> [Task] Can you locate every line in the records below that contains the word "bride" and copy each one out?
____
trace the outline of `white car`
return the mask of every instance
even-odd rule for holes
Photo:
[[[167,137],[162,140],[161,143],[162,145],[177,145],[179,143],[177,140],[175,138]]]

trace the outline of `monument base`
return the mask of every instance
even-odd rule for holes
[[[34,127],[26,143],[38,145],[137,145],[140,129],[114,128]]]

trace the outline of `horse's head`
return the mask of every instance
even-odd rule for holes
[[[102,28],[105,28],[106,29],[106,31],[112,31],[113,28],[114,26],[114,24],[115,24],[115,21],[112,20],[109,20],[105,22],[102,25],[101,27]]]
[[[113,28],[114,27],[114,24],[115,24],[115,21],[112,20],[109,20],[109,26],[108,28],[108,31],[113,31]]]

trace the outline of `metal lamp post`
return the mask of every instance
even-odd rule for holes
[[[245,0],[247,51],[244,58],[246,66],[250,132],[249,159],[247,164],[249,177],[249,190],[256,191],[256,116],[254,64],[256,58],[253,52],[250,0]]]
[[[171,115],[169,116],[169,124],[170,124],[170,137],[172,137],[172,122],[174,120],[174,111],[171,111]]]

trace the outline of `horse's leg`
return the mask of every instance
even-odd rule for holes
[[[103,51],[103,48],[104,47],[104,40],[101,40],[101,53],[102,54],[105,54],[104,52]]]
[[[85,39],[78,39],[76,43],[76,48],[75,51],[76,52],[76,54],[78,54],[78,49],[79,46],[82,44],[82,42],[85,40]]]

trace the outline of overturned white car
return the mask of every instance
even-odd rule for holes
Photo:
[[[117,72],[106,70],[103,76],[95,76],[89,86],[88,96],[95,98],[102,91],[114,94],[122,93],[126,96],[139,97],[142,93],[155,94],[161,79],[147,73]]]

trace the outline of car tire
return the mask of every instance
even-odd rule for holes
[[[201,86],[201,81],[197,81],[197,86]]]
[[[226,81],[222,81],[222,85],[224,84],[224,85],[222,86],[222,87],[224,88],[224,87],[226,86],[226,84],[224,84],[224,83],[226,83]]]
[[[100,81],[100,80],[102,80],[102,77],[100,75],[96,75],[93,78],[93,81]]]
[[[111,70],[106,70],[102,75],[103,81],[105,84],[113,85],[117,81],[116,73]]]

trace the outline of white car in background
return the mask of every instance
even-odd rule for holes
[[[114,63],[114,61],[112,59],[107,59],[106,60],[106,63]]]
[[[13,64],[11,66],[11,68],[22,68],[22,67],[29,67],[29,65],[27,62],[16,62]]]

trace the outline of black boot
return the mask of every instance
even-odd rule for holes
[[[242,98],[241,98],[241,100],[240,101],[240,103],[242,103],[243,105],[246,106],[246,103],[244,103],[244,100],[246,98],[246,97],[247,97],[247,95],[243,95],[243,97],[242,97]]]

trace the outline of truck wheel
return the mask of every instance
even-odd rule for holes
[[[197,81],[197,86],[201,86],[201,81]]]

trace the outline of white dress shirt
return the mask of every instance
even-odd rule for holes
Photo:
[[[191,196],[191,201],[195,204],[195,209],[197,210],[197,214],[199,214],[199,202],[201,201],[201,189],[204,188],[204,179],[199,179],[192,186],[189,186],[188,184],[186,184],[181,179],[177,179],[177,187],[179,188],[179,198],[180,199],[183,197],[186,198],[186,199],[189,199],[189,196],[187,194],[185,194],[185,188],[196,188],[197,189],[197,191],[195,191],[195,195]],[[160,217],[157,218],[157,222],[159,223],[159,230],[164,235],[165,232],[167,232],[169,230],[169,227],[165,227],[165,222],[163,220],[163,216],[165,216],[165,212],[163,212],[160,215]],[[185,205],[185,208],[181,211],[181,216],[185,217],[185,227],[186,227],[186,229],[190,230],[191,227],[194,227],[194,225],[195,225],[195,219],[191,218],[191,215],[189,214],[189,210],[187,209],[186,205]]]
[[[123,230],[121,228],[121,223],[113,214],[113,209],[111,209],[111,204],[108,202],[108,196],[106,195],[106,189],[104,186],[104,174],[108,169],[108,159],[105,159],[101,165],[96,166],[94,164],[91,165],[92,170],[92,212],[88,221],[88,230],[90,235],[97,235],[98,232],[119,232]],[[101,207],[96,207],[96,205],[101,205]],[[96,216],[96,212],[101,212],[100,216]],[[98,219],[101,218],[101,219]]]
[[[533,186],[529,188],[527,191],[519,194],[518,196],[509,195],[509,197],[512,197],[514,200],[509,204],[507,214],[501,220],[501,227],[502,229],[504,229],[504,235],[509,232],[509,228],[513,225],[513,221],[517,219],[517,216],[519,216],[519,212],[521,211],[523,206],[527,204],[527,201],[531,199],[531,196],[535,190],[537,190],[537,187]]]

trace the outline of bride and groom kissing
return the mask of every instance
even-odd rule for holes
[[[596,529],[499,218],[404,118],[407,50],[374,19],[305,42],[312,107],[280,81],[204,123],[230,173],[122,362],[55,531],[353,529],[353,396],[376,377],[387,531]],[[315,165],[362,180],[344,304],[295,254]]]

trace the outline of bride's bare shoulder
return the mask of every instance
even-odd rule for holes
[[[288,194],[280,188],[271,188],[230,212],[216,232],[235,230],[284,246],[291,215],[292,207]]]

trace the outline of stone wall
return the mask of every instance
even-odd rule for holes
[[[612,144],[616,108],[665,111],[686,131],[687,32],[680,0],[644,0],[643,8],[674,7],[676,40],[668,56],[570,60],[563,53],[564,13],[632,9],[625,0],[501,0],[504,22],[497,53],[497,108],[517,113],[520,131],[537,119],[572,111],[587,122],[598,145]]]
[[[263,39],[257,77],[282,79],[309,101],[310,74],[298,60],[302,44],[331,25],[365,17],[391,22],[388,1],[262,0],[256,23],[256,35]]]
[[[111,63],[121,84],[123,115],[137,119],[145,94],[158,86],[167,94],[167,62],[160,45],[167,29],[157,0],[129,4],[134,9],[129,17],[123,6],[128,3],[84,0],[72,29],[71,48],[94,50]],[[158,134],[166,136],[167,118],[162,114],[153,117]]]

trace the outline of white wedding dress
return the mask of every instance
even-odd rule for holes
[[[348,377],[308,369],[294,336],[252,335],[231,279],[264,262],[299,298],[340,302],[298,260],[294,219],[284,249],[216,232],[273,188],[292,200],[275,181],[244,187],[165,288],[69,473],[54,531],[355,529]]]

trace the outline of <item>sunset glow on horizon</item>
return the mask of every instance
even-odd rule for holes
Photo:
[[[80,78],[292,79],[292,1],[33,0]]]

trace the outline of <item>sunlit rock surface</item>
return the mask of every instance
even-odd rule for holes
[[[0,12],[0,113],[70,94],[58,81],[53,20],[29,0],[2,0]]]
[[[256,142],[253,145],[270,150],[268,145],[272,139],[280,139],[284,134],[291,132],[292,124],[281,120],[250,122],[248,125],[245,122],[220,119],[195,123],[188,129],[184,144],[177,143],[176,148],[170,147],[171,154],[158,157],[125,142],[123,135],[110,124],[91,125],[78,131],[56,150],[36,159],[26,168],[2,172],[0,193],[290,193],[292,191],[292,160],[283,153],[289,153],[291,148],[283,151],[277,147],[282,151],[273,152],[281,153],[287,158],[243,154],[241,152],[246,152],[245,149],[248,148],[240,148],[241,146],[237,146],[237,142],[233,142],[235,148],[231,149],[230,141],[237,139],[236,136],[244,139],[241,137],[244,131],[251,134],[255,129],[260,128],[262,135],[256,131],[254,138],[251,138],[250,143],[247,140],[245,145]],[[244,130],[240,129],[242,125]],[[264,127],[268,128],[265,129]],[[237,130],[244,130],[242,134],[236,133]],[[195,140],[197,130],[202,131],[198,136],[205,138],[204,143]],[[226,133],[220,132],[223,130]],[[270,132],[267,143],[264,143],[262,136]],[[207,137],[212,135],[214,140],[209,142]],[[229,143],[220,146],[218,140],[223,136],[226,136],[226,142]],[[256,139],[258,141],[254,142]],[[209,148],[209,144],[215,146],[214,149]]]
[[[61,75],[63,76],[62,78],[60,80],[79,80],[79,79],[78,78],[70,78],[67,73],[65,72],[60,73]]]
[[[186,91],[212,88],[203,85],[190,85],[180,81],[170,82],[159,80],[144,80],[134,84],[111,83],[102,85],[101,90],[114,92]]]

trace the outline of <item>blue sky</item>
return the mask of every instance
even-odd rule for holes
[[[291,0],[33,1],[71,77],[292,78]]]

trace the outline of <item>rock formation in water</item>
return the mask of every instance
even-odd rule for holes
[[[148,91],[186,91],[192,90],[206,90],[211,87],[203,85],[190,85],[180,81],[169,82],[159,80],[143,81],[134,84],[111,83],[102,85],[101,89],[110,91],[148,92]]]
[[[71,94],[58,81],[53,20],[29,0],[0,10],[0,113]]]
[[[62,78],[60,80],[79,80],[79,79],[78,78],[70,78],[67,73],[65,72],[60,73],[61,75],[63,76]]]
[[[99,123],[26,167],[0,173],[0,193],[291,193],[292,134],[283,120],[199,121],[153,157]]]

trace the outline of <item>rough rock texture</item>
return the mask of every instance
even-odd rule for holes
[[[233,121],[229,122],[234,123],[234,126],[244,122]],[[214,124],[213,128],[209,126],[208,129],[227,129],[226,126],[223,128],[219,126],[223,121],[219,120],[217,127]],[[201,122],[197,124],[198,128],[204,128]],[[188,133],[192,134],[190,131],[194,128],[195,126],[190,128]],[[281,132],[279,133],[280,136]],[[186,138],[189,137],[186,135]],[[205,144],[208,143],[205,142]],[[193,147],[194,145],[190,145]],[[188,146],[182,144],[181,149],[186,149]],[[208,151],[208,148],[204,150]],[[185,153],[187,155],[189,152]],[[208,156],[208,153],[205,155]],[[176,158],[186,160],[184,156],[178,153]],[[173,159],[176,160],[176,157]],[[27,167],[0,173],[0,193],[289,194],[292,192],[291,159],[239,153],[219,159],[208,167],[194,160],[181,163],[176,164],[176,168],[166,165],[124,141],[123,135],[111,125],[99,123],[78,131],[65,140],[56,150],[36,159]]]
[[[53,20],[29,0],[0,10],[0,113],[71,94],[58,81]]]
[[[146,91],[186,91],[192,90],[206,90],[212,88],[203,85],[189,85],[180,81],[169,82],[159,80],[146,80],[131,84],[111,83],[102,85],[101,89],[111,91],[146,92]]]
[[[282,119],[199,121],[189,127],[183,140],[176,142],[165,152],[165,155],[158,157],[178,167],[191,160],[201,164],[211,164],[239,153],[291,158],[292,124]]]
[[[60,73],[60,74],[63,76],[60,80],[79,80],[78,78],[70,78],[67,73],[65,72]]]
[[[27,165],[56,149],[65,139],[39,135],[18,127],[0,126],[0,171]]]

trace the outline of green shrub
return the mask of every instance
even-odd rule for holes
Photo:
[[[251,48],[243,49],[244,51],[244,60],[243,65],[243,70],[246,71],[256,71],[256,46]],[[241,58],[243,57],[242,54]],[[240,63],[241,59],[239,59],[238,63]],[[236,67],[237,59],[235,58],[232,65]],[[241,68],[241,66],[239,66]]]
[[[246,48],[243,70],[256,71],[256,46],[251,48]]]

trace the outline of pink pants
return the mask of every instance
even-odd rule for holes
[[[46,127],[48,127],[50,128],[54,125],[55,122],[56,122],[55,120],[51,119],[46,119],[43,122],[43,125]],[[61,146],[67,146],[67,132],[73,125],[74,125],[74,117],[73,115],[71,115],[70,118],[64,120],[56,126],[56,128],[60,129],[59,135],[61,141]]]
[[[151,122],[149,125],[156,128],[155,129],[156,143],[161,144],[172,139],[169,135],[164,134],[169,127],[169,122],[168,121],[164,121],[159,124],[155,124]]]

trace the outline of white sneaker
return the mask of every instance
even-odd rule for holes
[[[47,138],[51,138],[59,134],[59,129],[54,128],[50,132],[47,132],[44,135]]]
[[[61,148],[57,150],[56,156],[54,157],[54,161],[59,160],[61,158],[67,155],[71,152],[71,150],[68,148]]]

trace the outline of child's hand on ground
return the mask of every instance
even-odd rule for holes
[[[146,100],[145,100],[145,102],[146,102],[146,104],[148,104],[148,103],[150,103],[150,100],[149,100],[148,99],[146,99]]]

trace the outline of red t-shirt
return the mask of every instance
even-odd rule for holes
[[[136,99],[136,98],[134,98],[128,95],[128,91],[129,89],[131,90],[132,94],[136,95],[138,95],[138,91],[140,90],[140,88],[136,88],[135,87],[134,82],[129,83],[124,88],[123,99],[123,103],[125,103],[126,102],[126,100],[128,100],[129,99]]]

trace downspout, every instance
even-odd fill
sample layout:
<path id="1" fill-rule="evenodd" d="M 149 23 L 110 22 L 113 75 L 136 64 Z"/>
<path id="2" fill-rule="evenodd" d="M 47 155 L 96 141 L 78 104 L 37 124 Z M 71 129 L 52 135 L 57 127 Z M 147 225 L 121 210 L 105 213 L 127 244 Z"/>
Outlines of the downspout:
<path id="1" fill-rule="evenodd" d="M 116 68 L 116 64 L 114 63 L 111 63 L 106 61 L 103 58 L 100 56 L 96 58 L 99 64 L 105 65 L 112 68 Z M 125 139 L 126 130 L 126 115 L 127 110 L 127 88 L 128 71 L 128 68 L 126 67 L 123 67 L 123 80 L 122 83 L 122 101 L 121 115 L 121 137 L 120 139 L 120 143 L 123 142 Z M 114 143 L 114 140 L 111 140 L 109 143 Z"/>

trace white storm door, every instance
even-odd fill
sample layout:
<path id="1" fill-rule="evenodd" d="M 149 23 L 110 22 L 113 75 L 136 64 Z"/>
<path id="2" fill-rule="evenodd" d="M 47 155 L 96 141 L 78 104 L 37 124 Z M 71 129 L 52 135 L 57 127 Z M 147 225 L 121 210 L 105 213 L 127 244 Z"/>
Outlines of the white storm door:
____
> [Full response]
trace the outline of bride and groom kissing
trace the outline of bride's bare shoulder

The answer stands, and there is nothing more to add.